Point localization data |
----------------

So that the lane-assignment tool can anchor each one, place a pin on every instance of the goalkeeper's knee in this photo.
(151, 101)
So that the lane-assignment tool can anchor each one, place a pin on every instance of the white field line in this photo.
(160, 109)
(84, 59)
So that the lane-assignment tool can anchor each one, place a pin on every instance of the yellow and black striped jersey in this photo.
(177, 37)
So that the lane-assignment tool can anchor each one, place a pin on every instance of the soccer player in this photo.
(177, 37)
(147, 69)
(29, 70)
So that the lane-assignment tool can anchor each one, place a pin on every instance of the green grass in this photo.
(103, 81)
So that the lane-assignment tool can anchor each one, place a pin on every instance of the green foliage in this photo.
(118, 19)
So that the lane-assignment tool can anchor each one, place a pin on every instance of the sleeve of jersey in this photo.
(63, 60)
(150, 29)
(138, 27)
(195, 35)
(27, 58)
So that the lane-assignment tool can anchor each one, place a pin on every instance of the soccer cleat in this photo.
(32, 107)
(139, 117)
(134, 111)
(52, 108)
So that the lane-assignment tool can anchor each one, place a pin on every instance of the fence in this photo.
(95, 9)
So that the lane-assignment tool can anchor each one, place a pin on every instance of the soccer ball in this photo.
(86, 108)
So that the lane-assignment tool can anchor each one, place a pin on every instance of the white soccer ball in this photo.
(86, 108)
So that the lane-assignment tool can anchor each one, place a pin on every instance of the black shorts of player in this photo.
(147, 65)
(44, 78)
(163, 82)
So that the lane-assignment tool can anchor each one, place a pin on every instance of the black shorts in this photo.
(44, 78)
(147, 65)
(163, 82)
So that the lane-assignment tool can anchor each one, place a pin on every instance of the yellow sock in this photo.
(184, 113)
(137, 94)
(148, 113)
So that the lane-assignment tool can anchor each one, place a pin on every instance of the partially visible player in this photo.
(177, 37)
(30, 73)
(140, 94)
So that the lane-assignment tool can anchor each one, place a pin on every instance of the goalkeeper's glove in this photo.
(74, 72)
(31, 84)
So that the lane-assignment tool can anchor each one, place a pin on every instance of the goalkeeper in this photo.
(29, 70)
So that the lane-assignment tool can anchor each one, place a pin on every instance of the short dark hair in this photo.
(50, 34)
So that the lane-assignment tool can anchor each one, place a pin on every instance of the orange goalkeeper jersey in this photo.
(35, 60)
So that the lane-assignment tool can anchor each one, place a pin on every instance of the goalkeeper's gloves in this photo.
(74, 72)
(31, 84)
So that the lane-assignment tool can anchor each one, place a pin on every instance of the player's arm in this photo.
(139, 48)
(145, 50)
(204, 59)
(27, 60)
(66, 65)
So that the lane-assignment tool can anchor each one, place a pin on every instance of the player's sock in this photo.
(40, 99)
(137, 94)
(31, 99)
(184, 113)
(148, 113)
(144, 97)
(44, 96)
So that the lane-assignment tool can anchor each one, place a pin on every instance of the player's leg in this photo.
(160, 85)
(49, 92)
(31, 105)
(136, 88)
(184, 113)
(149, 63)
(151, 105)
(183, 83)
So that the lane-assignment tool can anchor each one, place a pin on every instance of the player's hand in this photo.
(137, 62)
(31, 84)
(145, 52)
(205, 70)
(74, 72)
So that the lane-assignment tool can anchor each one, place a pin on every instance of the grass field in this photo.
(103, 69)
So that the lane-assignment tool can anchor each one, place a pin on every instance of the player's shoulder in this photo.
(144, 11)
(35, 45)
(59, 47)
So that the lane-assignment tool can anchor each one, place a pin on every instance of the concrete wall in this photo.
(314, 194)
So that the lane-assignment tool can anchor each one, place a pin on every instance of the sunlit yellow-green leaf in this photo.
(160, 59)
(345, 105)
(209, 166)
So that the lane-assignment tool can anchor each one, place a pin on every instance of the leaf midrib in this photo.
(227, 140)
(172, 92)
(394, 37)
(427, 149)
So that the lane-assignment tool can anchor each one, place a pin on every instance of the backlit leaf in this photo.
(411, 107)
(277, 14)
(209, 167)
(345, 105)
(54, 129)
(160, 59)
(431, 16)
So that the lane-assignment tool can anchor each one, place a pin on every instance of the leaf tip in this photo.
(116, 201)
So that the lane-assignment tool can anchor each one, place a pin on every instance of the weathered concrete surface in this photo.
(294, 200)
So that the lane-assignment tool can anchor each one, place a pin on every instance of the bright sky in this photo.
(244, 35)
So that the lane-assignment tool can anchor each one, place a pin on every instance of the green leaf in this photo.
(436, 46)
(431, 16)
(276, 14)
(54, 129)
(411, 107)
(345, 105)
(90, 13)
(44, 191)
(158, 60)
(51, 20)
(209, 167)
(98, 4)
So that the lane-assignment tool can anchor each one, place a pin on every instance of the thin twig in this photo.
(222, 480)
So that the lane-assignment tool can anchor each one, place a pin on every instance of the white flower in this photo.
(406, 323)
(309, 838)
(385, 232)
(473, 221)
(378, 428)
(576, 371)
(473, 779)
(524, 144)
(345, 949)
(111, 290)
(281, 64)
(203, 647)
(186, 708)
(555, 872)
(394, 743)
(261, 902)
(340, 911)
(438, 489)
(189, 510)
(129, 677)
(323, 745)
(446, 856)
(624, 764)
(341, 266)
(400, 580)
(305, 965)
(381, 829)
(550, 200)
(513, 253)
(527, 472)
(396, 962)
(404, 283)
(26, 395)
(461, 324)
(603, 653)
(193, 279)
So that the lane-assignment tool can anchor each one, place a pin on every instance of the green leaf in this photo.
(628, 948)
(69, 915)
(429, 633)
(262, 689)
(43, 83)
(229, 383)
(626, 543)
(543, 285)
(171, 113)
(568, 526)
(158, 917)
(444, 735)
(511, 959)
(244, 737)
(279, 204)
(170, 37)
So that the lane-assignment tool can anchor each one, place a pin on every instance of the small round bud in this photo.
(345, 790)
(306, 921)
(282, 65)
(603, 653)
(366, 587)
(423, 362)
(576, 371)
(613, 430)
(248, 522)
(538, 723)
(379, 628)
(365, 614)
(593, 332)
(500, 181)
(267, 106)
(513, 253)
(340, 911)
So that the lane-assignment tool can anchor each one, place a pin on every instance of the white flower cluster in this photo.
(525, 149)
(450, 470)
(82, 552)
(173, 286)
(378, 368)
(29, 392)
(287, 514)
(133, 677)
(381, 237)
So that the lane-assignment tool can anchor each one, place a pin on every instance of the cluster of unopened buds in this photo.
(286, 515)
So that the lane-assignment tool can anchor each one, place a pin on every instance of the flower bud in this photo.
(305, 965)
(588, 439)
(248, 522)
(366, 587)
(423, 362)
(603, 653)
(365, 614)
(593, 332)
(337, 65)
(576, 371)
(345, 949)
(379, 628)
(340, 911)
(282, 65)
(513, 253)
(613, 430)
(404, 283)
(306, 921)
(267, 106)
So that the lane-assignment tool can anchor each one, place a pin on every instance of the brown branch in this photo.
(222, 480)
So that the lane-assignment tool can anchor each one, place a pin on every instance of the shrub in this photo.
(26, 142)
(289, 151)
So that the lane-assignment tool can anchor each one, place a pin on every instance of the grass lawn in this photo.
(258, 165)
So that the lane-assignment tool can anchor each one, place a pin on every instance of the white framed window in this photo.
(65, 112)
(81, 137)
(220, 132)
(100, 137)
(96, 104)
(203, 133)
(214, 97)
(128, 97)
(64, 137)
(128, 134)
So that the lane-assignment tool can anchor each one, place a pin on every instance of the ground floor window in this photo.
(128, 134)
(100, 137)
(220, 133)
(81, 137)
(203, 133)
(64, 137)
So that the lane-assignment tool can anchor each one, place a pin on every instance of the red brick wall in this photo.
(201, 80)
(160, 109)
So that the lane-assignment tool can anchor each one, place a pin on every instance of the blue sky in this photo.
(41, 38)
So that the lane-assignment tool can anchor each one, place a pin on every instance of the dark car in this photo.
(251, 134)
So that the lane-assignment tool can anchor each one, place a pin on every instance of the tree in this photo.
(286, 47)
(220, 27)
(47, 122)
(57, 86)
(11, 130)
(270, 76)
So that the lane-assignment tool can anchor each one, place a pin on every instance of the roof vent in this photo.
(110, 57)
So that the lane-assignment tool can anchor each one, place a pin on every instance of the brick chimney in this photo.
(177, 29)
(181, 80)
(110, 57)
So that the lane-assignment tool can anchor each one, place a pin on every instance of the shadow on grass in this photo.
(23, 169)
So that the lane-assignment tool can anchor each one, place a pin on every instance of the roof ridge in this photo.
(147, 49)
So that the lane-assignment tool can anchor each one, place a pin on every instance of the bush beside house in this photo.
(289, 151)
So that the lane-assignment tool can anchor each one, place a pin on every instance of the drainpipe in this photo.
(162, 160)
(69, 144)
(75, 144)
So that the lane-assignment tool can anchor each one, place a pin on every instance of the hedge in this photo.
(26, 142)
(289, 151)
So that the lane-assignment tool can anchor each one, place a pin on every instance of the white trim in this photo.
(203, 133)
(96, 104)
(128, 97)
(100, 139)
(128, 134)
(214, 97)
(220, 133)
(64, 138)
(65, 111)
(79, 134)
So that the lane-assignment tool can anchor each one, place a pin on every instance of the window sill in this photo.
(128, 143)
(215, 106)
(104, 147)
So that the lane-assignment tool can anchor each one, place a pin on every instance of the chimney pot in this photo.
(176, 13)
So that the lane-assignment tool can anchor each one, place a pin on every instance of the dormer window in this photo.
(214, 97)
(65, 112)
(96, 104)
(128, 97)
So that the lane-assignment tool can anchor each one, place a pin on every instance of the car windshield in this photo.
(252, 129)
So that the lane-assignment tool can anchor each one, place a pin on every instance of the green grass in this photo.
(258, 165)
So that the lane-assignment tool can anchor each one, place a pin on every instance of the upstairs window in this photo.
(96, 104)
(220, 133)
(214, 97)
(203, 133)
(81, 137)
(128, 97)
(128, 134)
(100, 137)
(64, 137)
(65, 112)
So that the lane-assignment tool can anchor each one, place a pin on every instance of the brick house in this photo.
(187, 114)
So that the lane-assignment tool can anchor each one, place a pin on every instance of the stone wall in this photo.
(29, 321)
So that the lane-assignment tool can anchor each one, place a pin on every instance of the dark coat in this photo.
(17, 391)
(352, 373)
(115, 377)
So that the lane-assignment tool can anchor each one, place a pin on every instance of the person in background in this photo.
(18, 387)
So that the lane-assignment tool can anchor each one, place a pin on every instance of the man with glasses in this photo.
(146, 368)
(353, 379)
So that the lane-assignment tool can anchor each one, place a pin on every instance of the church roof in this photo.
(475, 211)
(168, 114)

----------------

Only the lines from the one with "coat in this photo." to the end of the entries above belong in your answer. Retype them exactly.

Written answer |
So that the lane-assignment tool can anchor each one, place a pin on every instance of the dark coat in this photo.
(17, 391)
(352, 373)
(115, 377)
So that the lane-assignment tool can anchor each one, place a pin on every instance of the person in background in this photo.
(18, 387)
So that the lane-assignment tool can anchor each one, place a pin on every instance of the man with glasses in this photo.
(146, 368)
(353, 379)
So that the lane-assignment tool can anchor each one, place a pin on every instance of the church roof in this photo.
(475, 211)
(168, 114)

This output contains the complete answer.